Stated task — Can you copy every one of the records below word for word, with no changes?

Provided material —
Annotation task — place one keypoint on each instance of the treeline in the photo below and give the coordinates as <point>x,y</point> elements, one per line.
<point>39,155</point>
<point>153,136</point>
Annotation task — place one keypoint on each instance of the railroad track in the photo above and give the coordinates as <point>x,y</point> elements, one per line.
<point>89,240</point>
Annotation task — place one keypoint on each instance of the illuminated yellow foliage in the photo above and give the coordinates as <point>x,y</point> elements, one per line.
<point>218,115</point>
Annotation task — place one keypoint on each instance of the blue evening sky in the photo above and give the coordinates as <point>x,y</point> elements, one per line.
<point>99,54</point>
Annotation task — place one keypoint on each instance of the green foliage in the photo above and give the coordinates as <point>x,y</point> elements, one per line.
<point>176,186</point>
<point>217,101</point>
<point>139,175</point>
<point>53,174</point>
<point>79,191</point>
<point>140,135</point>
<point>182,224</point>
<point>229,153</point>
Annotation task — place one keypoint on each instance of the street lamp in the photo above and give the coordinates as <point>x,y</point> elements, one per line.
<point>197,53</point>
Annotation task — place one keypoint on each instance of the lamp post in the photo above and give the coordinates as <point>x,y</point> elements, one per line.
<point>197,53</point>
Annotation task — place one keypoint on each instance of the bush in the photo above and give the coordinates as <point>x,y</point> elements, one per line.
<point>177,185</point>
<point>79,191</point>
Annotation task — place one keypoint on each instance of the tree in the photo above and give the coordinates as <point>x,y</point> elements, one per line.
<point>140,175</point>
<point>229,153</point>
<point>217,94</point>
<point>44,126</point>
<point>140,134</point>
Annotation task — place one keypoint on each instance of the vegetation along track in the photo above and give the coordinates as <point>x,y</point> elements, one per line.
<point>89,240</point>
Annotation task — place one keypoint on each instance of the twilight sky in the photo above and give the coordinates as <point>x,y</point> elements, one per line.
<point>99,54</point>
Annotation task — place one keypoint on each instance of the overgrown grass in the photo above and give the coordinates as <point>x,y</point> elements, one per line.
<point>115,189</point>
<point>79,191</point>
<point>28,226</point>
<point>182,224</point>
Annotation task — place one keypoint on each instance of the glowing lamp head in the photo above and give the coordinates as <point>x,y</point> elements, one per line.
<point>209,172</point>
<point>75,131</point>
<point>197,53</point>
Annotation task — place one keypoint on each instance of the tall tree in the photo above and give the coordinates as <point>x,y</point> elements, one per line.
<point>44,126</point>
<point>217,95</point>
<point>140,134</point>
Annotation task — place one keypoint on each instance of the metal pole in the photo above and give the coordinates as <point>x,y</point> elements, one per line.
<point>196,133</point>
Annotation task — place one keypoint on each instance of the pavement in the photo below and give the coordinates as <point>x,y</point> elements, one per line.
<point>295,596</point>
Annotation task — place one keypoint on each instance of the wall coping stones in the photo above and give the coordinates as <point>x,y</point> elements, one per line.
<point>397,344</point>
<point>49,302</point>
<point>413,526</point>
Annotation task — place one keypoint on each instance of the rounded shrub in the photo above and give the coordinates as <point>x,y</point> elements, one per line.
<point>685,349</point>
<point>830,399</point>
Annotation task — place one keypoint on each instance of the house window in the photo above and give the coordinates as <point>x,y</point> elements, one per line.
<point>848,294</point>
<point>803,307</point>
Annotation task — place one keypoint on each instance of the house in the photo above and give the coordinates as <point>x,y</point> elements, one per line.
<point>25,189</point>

Answer below —
Annotation task — place one keypoint on each instance of the treeline in the photo below and give the coordinates as <point>x,y</point> elements, one per line.
<point>39,155</point>
<point>153,136</point>
Annotation task — place one keypoint on each instance of the railroad track in the photo above and give the coordinates as <point>x,y</point> elements, one per line.
<point>89,240</point>
Annotation task — place one keypoint on each instance of the illuminated yellow foliage in the photo above and give the coordinates as <point>x,y</point> elements, one per line.
<point>218,115</point>
Annotation task — place one keypoint on each instance of the blue evening sky in the photo above and give the coordinates as <point>x,y</point> elements, one per line.
<point>99,54</point>
Annotation task — place one keypoint on each instance of the green foliage in the photo above and give the coordinates as <point>x,y</point> elements, one per line.
<point>176,186</point>
<point>217,101</point>
<point>139,175</point>
<point>53,174</point>
<point>79,191</point>
<point>140,135</point>
<point>182,224</point>
<point>229,153</point>
Annotation task — place one keypoint on each instance of the street lamp in the photo above and give the coordinates as <point>x,y</point> elements, one per line.
<point>197,53</point>
Annotation task — place one keypoint on each instance of the lamp post in the photo above and give the coordinates as <point>x,y</point> elements, one per line.
<point>197,53</point>
Annotation task — place one keypoint on each instance of the bush in the photo above and give the coordinates as <point>x,y</point> elements, one per line.
<point>177,185</point>
<point>79,191</point>
Annotation task — place one keypoint on each instance of the tree in the photo above and give the coordinates as <point>x,y</point> elements, one per line.
<point>140,175</point>
<point>229,153</point>
<point>217,94</point>
<point>44,126</point>
<point>140,134</point>
Annotation task — place one keypoint on each instance of the vegetation along track in the photo above and give the coordinates as <point>x,y</point> elements, one per line.
<point>89,240</point>
Annotation task — place one keypoint on each instance of the twilight sky in the photo above and give the coordinates as <point>x,y</point> elements, one per line.
<point>99,54</point>
Annotation task — place one keypoint on each instance of the overgrown grass in the photo above and give the coordinates as <point>x,y</point> elements, one per line.
<point>115,189</point>
<point>79,191</point>
<point>28,226</point>
<point>182,224</point>
Annotation task — place one keypoint on each instance of the glowing lamp head in the photo above and give the coordinates as <point>x,y</point> elements, one per line.
<point>209,172</point>
<point>75,131</point>
<point>197,53</point>
Annotation task — place one keypoint on each instance of the tall tree in the photo above and give the coordinates as <point>x,y</point> elements, one per line.
<point>44,126</point>
<point>217,95</point>
<point>140,134</point>
Annotation task — place one keypoint on each instance of the metal pole in the photo above and give the coordinates as <point>x,y</point> elements, one per line.
<point>196,133</point>
Annotation task — place one keypoint on each instance of the pavement in the photo below and give the coordinates as <point>x,y</point> elements, one per line.
<point>295,596</point>
Annotation task — place one keypoint on each instance of the wall coping stones in the photo above and give the coordinates as <point>x,y</point> elements, one per line.
<point>397,344</point>
<point>49,302</point>
<point>413,526</point>
Annotation task — place one keypoint on each instance of the rounded shrub in the photo above and give the coordinates as <point>x,y</point> elements, one per line.
<point>685,349</point>
<point>830,399</point>
Annotation task — place one keypoint on each instance of the house window in the photo above and give the coordinates as <point>x,y</point> elements, one per line.
<point>848,294</point>
<point>803,307</point>
Annotation task — place one keypoint on each instance of the house in the photo above and give the coordinates as <point>x,y</point> elements, one per line.
<point>25,189</point>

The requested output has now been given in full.